- **GIVEN EXERCISE**
List every line of the records below that contains the string "grille", matching case exactly.

## START PROVIDED RECORDS

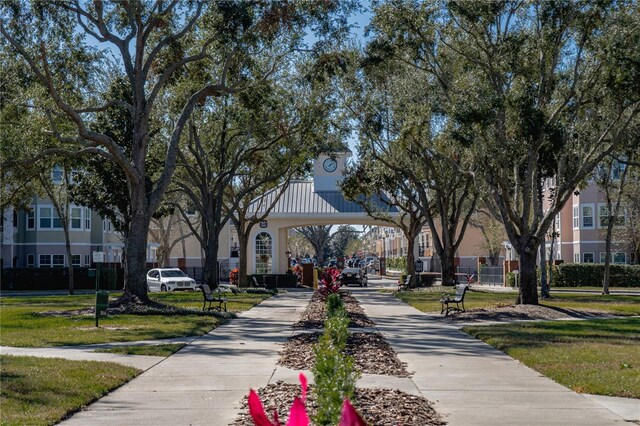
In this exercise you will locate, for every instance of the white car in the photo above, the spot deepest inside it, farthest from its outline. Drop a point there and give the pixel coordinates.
(169, 279)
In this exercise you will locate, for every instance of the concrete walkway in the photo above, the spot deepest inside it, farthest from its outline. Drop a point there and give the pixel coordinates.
(470, 382)
(203, 383)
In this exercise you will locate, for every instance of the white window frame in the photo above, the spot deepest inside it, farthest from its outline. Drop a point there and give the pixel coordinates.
(619, 253)
(77, 218)
(584, 257)
(87, 218)
(593, 216)
(53, 217)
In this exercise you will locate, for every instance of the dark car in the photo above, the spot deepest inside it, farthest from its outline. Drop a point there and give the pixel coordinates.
(353, 276)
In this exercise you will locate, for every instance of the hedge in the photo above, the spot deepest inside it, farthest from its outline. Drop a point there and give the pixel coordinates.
(591, 274)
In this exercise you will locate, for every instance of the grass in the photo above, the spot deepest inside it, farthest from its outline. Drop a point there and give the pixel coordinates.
(600, 357)
(42, 391)
(24, 325)
(148, 350)
(428, 301)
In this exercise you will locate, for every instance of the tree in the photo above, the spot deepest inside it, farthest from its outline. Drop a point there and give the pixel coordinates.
(610, 176)
(156, 45)
(535, 84)
(319, 237)
(380, 190)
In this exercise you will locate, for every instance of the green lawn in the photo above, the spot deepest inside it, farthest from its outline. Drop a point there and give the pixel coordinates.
(42, 391)
(148, 350)
(599, 357)
(23, 322)
(428, 301)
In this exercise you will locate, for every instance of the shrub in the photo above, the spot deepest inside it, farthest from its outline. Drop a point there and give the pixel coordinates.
(333, 371)
(334, 305)
(591, 274)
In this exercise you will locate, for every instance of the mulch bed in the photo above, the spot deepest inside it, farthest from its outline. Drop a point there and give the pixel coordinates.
(370, 351)
(521, 313)
(376, 406)
(315, 315)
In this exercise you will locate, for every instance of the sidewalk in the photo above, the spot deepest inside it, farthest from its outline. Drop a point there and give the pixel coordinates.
(470, 382)
(203, 383)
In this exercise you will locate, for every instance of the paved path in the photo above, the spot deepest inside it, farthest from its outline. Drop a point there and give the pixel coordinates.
(203, 383)
(472, 383)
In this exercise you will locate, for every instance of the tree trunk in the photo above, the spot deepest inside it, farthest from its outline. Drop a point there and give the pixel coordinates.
(67, 244)
(210, 273)
(544, 287)
(136, 256)
(606, 278)
(447, 261)
(528, 292)
(411, 259)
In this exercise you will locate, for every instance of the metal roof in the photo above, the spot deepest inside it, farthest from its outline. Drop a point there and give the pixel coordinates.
(300, 198)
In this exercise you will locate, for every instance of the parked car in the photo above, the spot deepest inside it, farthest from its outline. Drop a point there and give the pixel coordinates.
(169, 279)
(353, 276)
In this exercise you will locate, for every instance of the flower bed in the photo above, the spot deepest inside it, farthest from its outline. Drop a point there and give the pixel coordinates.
(376, 406)
(371, 354)
(316, 314)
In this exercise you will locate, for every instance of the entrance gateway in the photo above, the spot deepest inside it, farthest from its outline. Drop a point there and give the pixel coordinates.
(304, 203)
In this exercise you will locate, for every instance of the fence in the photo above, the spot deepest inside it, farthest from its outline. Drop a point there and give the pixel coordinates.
(491, 275)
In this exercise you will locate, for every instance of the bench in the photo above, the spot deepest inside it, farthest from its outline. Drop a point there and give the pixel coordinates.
(448, 300)
(406, 286)
(256, 284)
(211, 297)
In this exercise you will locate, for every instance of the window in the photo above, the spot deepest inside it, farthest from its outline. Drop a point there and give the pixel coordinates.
(31, 219)
(263, 253)
(58, 260)
(87, 219)
(49, 219)
(620, 258)
(76, 218)
(45, 261)
(587, 216)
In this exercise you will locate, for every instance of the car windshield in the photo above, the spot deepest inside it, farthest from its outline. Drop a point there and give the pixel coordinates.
(173, 274)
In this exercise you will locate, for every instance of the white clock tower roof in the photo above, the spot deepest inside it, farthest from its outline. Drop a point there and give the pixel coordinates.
(328, 170)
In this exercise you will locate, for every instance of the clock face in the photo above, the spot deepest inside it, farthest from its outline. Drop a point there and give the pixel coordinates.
(330, 165)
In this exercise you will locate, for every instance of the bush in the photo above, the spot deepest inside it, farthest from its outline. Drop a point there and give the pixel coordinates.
(333, 371)
(335, 305)
(591, 274)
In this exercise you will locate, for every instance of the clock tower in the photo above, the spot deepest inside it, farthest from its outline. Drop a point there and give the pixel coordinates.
(328, 170)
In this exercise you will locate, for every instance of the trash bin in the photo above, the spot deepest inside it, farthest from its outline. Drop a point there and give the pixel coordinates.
(102, 302)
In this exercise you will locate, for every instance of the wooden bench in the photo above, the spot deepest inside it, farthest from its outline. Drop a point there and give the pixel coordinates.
(211, 297)
(448, 300)
(406, 286)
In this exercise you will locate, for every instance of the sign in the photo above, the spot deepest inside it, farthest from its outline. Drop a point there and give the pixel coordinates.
(98, 257)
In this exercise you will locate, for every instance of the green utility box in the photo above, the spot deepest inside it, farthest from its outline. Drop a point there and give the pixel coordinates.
(102, 302)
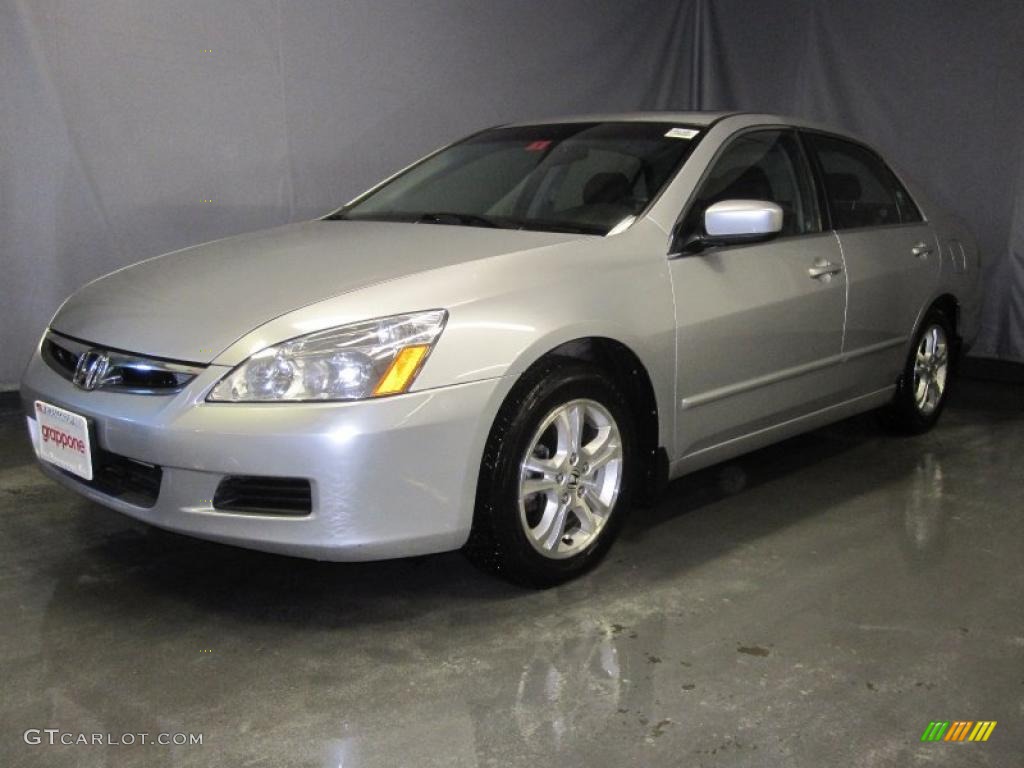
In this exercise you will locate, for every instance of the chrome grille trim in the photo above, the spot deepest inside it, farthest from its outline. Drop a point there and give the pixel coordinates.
(134, 374)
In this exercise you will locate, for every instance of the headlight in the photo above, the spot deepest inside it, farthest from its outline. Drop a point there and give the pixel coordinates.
(364, 359)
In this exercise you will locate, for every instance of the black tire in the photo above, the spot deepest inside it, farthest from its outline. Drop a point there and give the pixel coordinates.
(498, 542)
(904, 415)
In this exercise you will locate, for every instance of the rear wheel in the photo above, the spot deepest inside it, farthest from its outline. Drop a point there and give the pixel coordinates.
(555, 477)
(924, 387)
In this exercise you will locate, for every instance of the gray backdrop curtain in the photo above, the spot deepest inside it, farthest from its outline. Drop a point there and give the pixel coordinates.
(133, 127)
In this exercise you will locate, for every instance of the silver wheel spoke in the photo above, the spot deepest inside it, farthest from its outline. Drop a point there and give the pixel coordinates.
(556, 527)
(586, 515)
(930, 367)
(538, 485)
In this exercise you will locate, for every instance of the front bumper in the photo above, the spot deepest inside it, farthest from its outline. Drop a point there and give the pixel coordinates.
(390, 477)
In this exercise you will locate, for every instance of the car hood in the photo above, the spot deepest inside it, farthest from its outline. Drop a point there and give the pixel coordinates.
(192, 304)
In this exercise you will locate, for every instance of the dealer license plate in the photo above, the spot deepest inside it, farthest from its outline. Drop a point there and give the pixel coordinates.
(62, 438)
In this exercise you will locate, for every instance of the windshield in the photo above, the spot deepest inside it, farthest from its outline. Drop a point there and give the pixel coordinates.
(578, 177)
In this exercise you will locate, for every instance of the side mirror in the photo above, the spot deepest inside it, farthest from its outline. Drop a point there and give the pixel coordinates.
(733, 222)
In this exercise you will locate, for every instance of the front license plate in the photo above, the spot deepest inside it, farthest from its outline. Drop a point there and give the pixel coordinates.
(64, 439)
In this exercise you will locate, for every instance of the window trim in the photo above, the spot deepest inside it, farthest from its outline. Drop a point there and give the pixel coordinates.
(817, 189)
(819, 173)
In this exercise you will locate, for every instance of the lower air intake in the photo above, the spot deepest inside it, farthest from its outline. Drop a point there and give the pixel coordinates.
(264, 496)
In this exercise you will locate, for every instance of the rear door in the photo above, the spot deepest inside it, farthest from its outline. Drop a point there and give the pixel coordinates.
(890, 252)
(759, 327)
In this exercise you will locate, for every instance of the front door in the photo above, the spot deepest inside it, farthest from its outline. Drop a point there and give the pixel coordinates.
(759, 327)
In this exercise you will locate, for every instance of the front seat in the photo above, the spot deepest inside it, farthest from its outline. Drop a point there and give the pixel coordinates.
(607, 187)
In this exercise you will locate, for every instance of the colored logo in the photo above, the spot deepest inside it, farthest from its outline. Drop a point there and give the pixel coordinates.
(958, 730)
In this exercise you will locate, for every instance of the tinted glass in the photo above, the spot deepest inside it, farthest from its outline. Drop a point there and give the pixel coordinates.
(861, 190)
(583, 177)
(761, 165)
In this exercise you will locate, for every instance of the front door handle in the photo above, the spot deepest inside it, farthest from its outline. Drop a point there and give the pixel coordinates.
(823, 270)
(921, 250)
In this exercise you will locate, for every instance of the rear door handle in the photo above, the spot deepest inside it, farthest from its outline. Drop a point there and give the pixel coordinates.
(823, 270)
(921, 250)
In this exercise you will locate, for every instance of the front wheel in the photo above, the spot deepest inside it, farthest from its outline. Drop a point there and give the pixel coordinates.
(924, 387)
(556, 475)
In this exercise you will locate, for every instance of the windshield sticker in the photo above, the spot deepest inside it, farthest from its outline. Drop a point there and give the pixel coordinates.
(681, 133)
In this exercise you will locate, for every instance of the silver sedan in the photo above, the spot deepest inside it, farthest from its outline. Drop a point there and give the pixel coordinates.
(502, 346)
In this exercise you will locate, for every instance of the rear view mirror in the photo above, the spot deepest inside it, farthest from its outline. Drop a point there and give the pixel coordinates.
(742, 218)
(733, 222)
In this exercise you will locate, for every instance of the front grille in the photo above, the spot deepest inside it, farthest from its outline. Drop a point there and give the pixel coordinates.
(124, 372)
(264, 496)
(132, 481)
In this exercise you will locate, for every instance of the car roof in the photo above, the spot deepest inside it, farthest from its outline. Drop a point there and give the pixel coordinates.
(698, 119)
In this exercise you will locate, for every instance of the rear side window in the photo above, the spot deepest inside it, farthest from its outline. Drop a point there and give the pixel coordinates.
(861, 189)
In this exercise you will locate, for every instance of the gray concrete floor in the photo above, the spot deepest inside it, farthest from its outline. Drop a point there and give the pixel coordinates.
(814, 604)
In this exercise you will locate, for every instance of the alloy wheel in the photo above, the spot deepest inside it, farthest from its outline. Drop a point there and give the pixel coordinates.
(569, 478)
(931, 369)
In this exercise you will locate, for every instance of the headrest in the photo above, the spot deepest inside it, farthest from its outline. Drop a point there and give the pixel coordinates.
(751, 184)
(605, 187)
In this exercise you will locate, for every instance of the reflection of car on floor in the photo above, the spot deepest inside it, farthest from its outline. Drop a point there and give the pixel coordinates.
(500, 346)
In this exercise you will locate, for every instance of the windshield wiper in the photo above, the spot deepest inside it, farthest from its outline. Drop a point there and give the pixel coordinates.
(468, 219)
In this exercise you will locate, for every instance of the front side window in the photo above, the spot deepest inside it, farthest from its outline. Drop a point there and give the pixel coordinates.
(861, 190)
(580, 177)
(762, 165)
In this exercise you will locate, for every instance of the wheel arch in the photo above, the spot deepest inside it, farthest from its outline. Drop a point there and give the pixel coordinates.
(624, 366)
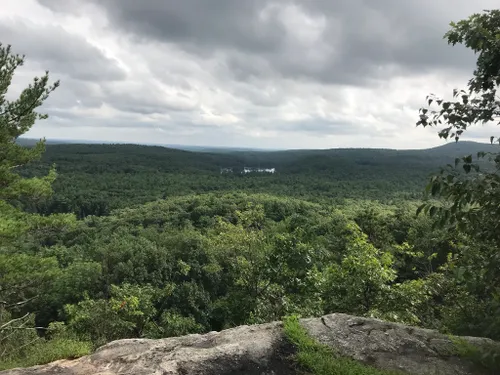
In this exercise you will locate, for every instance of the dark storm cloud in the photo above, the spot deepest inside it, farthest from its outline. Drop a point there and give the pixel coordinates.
(59, 51)
(363, 40)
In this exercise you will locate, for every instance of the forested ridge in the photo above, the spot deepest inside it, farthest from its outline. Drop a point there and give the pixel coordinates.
(94, 179)
(103, 242)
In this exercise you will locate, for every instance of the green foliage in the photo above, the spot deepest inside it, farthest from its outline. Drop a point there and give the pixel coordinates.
(468, 192)
(320, 359)
(26, 348)
(486, 357)
(16, 118)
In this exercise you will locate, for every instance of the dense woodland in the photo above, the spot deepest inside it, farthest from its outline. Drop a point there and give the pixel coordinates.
(94, 179)
(102, 242)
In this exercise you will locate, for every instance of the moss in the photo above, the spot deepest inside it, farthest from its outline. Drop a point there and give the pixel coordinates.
(320, 359)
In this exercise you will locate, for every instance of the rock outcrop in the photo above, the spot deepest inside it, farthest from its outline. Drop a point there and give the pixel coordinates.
(263, 350)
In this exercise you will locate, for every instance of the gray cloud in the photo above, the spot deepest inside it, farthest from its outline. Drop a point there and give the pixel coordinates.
(234, 68)
(360, 40)
(59, 51)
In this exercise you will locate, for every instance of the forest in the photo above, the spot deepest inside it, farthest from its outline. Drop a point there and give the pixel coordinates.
(104, 242)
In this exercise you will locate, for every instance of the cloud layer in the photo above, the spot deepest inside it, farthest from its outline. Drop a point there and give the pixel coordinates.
(257, 73)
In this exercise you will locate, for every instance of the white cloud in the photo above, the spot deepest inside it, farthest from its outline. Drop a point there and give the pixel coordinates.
(318, 82)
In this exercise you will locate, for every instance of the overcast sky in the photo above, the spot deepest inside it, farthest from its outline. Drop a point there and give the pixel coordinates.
(250, 73)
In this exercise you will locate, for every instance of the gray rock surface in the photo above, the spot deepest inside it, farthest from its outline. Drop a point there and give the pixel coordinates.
(263, 350)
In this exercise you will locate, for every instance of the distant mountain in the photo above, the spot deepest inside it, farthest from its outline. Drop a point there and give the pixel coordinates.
(448, 149)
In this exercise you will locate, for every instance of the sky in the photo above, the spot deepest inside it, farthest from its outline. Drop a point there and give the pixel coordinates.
(241, 73)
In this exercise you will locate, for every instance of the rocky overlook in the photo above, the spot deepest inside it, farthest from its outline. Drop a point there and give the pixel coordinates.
(263, 349)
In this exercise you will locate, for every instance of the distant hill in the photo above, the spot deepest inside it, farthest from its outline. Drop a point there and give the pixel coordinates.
(96, 178)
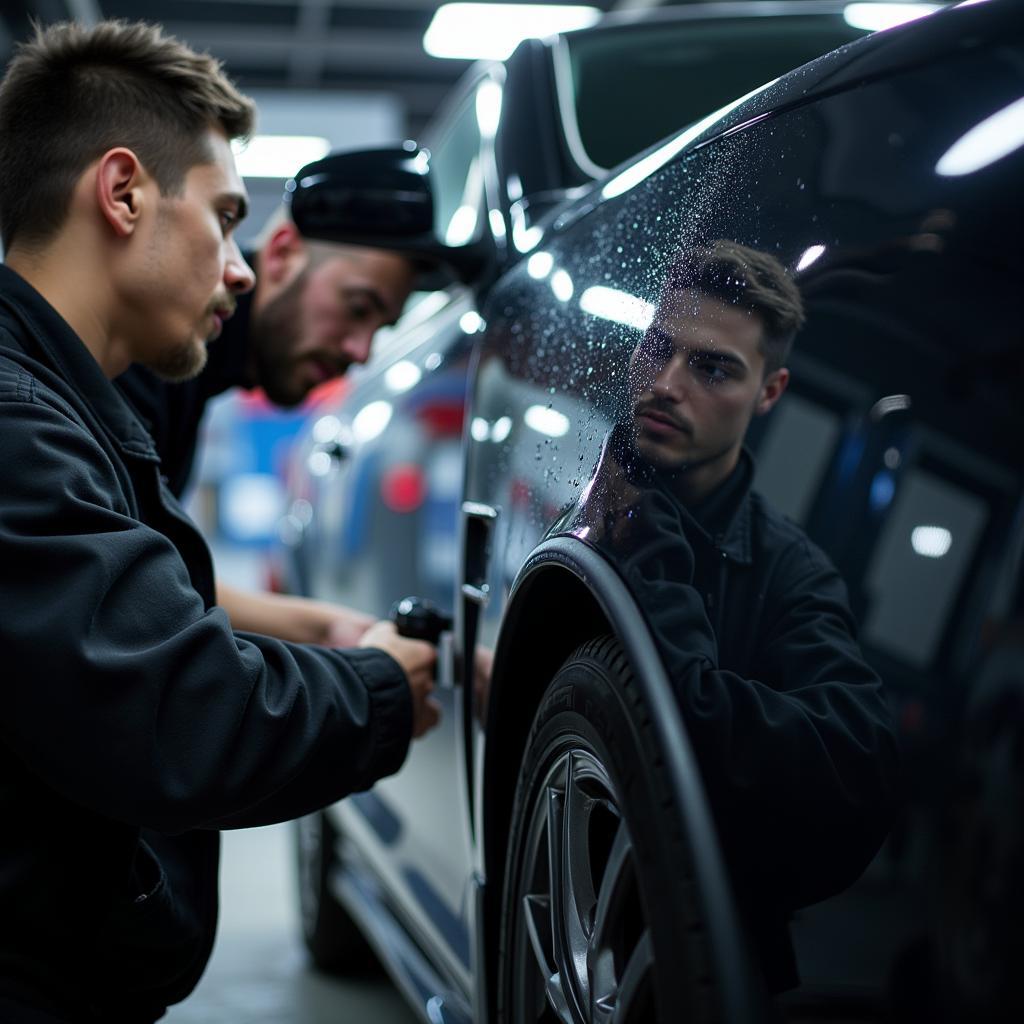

## END PROVIDED RECORDS

- **CORRECT ANSWER**
In this exercise you will locate, for every instance of the chrome grille trim in the photo above, the spot deepest inside it, farthest from its outline. Drop a point there and give the pixel coordinates.
In this exercise you will locate, for every instance of the front grille in the photo above, the spot deepest inside it, farthest from its outline. Drop a point there and give the pixel coordinates.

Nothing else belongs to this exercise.